**Exercise details**
Repeat each line of the data exactly as written.

Records contained in a dataset
---

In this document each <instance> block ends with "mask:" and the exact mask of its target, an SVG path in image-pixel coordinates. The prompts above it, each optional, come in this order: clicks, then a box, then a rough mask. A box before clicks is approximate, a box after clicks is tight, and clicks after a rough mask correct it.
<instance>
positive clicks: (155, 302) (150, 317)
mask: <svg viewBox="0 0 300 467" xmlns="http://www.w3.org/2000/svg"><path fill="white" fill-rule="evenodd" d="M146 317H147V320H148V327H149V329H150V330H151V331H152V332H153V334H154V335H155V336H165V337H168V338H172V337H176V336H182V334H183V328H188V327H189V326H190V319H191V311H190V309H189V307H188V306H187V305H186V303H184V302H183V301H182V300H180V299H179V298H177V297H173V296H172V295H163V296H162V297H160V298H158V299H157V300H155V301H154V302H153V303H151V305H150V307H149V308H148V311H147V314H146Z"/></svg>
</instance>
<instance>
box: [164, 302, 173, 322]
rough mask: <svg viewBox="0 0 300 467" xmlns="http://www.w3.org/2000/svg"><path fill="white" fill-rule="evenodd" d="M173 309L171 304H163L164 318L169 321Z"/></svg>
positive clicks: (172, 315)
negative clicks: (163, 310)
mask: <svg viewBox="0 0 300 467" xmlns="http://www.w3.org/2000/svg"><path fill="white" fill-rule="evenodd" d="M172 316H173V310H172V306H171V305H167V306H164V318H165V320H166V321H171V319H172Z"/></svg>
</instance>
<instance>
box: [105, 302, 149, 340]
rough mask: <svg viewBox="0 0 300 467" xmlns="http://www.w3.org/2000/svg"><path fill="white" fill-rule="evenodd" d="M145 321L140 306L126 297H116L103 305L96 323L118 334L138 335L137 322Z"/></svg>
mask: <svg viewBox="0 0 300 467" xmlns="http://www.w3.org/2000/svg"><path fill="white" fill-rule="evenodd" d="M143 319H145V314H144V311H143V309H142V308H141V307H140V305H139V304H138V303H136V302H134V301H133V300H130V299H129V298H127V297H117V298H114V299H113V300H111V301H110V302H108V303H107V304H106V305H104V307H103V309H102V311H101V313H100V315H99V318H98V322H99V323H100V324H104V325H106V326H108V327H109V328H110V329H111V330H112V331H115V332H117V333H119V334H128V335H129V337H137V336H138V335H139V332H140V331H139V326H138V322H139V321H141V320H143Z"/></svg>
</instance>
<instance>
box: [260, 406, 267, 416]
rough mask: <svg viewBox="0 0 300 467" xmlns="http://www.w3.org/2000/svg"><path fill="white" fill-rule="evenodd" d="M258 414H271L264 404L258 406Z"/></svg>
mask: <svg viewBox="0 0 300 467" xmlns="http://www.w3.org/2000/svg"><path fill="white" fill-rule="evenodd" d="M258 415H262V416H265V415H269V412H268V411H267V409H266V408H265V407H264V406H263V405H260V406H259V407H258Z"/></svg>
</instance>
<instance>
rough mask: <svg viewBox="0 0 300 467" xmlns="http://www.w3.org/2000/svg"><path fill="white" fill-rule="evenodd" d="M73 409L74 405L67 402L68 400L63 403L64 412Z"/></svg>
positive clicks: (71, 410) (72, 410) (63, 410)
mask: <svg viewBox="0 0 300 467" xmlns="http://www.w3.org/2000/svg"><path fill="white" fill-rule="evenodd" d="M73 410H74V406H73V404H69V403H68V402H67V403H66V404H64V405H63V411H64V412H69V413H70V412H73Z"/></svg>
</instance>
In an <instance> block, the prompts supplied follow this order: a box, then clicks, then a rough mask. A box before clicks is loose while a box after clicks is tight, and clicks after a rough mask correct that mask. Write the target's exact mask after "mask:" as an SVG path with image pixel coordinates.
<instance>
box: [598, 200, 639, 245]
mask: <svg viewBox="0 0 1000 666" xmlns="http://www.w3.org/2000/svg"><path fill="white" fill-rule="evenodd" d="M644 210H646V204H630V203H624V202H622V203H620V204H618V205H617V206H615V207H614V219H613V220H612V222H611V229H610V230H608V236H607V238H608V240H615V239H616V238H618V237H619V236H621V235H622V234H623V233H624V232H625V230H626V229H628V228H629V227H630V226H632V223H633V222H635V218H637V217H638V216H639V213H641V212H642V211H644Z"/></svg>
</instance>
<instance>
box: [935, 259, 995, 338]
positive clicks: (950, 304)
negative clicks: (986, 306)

---

**Output below**
In this document each <instance> block ends with "mask:" and the exact mask of its target, an SVG path in image-pixel coordinates. The prompts above it, each optional, come in this order: clicks, then a box, then a rough mask. A box before clicks is approximate, a box after clicks is tight, and clicks after a rough mask correct it.
<instance>
positive clicks: (155, 302) (150, 317)
mask: <svg viewBox="0 0 300 467" xmlns="http://www.w3.org/2000/svg"><path fill="white" fill-rule="evenodd" d="M146 317H147V320H148V327H149V329H150V330H151V331H152V332H153V334H154V335H155V336H165V337H168V338H172V337H176V336H182V334H183V328H188V327H189V326H190V319H191V311H190V309H189V307H188V306H187V305H186V303H184V302H183V301H182V300H180V299H179V298H177V297H173V296H172V295H163V296H162V297H160V298H158V299H157V300H155V301H154V302H153V303H151V305H150V307H149V308H148V311H147V314H146Z"/></svg>
</instance>
<instance>
box: [164, 302, 173, 322]
rough mask: <svg viewBox="0 0 300 467" xmlns="http://www.w3.org/2000/svg"><path fill="white" fill-rule="evenodd" d="M173 309L171 304H163L164 318L169 321Z"/></svg>
positive clicks: (172, 315)
negative clicks: (163, 310)
mask: <svg viewBox="0 0 300 467" xmlns="http://www.w3.org/2000/svg"><path fill="white" fill-rule="evenodd" d="M172 316H173V310H172V306H171V305H167V306H164V318H165V320H166V321H171V319H172Z"/></svg>
</instance>
<instance>
box: [105, 302, 149, 340]
rough mask: <svg viewBox="0 0 300 467" xmlns="http://www.w3.org/2000/svg"><path fill="white" fill-rule="evenodd" d="M145 321L140 306L126 297H116L103 305L96 323L118 334L138 335L137 322Z"/></svg>
mask: <svg viewBox="0 0 300 467" xmlns="http://www.w3.org/2000/svg"><path fill="white" fill-rule="evenodd" d="M143 319H145V314H144V311H143V309H142V308H141V307H140V305H139V304H138V303H136V302H134V301H133V300H130V299H129V298H127V297H117V298H114V299H113V300H111V301H110V302H108V303H107V304H106V305H104V307H103V309H102V311H101V313H100V315H99V318H98V322H99V323H100V324H104V325H106V326H108V327H109V328H110V329H111V330H112V331H115V332H117V333H119V334H128V335H129V337H137V336H138V335H139V332H140V331H139V326H138V322H139V321H141V320H143Z"/></svg>
</instance>
<instance>
box: [260, 406, 267, 416]
rough mask: <svg viewBox="0 0 300 467" xmlns="http://www.w3.org/2000/svg"><path fill="white" fill-rule="evenodd" d="M258 414H271L264 404L258 406Z"/></svg>
mask: <svg viewBox="0 0 300 467" xmlns="http://www.w3.org/2000/svg"><path fill="white" fill-rule="evenodd" d="M258 415H262V416H265V415H269V412H268V411H267V409H266V408H265V407H264V406H263V405H260V406H259V407H258Z"/></svg>
</instance>
<instance>
rough mask: <svg viewBox="0 0 300 467" xmlns="http://www.w3.org/2000/svg"><path fill="white" fill-rule="evenodd" d="M73 409L74 405L67 402L68 400L63 403L64 412Z"/></svg>
positive clicks: (71, 410) (72, 410) (63, 410)
mask: <svg viewBox="0 0 300 467" xmlns="http://www.w3.org/2000/svg"><path fill="white" fill-rule="evenodd" d="M73 410H74V406H73V404H69V403H68V402H67V403H66V404H64V405H63V411H64V412H69V413H70V412H73Z"/></svg>
</instance>
In an <instance> block, the prompts supplied follow this order: a box, then clicks, then a rough mask. A box before clicks is loose while a box after clicks is tight, and clicks after a rough mask correct that mask. Write the target's exact mask after "mask:" as an SVG path with image pixel coordinates.
<instance>
box: [598, 200, 639, 245]
mask: <svg viewBox="0 0 1000 666" xmlns="http://www.w3.org/2000/svg"><path fill="white" fill-rule="evenodd" d="M644 210H646V204H630V203H624V202H622V203H620V204H618V205H617V206H615V207H614V219H613V220H612V222H611V229H610V230H608V236H607V238H608V240H615V239H616V238H618V237H619V236H621V235H622V234H623V233H624V232H625V230H626V229H628V228H629V227H630V226H632V223H633V222H635V218H637V217H638V216H639V213H641V212H642V211H644Z"/></svg>
</instance>
<instance>
box: [935, 259, 995, 338]
positive clicks: (950, 304)
negative clicks: (986, 306)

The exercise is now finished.